> **Complete the following**
**a.** Reproduce the stretch of the sheep flock introduction thread from "On the left" through "-20 degree weather!".
**b.** Write the next part of the sheep flock introduction thread, picking up after its last line.

> **Page text**

■ ■ ■ ■

# Introducing ShepherdO's flock - ** PICS ADDED ** More on the way



## shepherdO (Feb 15, 2019)

I've appreciated the assistance I've received so far since joining BYH's, as well as the lambing journals others have posted, so I thought I'd introduce my flock - especially with my first lambs due in just over a week!  I fully anticipate some frantic posts during the lambing process, so here are some pictures and corresponding sheep info as a downpayment for advice 

The first pic is a rear-view of (from left) Freckles, Tammy and Nibbles.  Nibbles is the little white Katahdin in the middle, who's between 4-6 years old and had quads last year.  Unfortunately, due to my inexperience and tardiness in intervening, the first three (ewes) were all born malpresented (forehead first, one leg back), before Nibbles plopped out the last one by herself - a ram that was the sole survivor.  The three ewes who perished were all beautiful variations of chocolate, tan and fawn, so I'm hoping for some nice colours this time - as well as a higher survival rate!  She's due March 12th, and she's already pretty big in this picture taken with 5 months to go... so I'm thinking triplets or possibly quads again...  The 3rd pic is her this summer just after weaning her ram, so you can see she looks more like a goat usually!

In the middle, the other white ewe is Tammy.  She's border cheviotXDorperXKatahdin, I believe, but she's a really big girl.  She's 4, so this is her third or 4th pregnancy, although her first with me.  She's HUGE, and also my first due, on Feb. 24th.  In this pic she has 3 weeks to go, so I'm thinking triplets again...  She doesn't have much of an udder yet, but I THINK she's dropped in the last day or two, so I'm thinking she might be early, maybe mid-next week.  I'm hoping she has a ewe lamb that I can keep.

On the left is Bonnie, AKA 'Bullet-Butt'.  She's a rambouilletXsuffolk, and she's a huge girl, even when not pregnant.  She's 6 years old, and this is her first pregnancy.  Yes, a bit of a risk, but I'm hoping for the best.  She's a wonderful friendly girl who loves a back scratch and will lean against me if she's ever uncomfortable, or if an unfamiliar person or dog is around.  I'd love a ewe lab from Bonnie as well.

Anyhoo, I'll post more pics as they come.  It's pretty hard to take good pics in -20 degree weather!
ShepherdO


----------



## shepherdO (Feb 15, 2019)

■ ■ ■ ■

> **Data shown**

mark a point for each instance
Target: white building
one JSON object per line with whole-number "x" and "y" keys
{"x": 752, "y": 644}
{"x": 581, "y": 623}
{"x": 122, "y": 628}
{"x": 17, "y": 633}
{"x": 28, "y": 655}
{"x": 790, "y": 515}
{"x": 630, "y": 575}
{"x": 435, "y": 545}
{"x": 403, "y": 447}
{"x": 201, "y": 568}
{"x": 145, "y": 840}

■ ■ ■ ■

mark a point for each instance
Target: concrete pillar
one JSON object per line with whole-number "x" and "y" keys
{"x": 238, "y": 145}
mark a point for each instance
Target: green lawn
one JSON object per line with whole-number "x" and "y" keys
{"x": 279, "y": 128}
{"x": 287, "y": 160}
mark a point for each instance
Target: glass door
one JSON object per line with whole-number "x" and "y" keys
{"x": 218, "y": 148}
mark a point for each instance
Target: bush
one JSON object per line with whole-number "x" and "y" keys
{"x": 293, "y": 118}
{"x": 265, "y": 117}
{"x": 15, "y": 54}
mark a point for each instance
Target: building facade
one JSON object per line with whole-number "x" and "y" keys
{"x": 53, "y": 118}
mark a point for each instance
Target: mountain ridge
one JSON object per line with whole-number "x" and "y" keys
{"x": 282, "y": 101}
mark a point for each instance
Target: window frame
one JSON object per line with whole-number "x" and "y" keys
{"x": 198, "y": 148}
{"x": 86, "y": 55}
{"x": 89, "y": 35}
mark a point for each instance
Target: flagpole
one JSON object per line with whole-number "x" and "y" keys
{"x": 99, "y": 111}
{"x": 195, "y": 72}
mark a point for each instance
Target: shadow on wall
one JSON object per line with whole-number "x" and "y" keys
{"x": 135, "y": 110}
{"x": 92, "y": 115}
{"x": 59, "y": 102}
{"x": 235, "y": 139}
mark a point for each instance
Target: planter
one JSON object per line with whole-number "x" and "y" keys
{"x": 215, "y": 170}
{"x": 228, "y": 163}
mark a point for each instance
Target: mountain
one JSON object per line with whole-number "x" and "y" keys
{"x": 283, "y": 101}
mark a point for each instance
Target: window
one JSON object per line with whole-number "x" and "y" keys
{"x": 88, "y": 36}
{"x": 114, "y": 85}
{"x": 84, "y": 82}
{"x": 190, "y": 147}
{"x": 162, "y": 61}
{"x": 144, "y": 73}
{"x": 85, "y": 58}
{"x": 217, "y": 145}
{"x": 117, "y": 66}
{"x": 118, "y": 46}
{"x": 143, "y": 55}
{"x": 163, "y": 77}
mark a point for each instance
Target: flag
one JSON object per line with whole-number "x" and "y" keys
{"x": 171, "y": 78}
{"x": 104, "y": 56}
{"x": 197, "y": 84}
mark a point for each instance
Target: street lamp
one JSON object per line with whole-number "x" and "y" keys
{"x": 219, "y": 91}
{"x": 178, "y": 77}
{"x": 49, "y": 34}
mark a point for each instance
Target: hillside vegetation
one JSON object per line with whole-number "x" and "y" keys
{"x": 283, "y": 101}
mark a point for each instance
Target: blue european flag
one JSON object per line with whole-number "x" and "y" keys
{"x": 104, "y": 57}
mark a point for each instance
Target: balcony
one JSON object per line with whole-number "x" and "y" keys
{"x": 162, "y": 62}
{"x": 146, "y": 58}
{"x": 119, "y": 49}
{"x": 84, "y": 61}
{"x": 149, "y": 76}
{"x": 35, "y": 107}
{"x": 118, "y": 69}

■ ■ ■ ■

> **Responses to the tasks**
**a.**
On the left is Bonnie, AKA 'Bullet-Butt'.  She's a rambouilletXsuffolk, and she's a huge girl, even when not pregnant.  She's 6 years old, and this is her first pregnancy.  Yes, a bit of a risk, but I'm hoping for the best.  She's a wonderful friendly girl who loves a back scratch and will lean against me if she's ever uncomfortable, or if an unfamiliar person or dog is around.  I'd love a ewe lab from Bonnie as well.

Anyhoo, I'll post more pics as they come.  It's pretty hard to take good pics in -20 degree weather!

**b.**
Here's my ram, Hamish.  He's not quite a year old, so he bred my 8 ewes in October.  He's from a Shropshire ram over a texel ewe, and while his father was a whopper ram, he hasn't turned out the biggest guy thus far... I'm not sure when rams are finished growing, but I don't foresee him getting a whole lot bigger.  Oh well, it will be nice for my 5 first timers to be bred to a smaller ram.  I hope to get a better ram in the fall, though it's not as if I cheaped out on this guy.  I'm partial to Charrolais, but something texel-y would be nice too.  At least he's a friendly guy, and evidently fairly virulent as at least 7 of my 8 ewes are quite clearly preggers.  The 8th is Patty, a suffolkX who is due on her first birthday if the marker is correct.  However, she's not super huge, and still 4 weeks off so I don't see lots of signs of pregnancy... we'll see in a couple weeks, I guess...

Actually we named him Hamish, b/c he has these sidelocks around his face, and when we first got him he looked Amish, so we went with Hamish


----------



## Mike CHS (Feb 16, 2019)

That looks like she is carrying a whole flock in there.


----------



## Sheepshape (Feb 16, 2019)

-20?.....I hope it warms up a bit for your lambing.

They look nice healthy (wide!) girls.

Hamish will grow quite a lot in his second year.......clearly the girls think he's big enough in any case.

Good Luck.


----------



## Baymule (Feb 16, 2019)

You have pretty girls and Hamish is quite handsome. I wish you the very best on lambing. We lambed 15, lost 2. Last ewe today had twins. You sound like you will fit right in around here!


----------



## shepherdO (Feb 16, 2019)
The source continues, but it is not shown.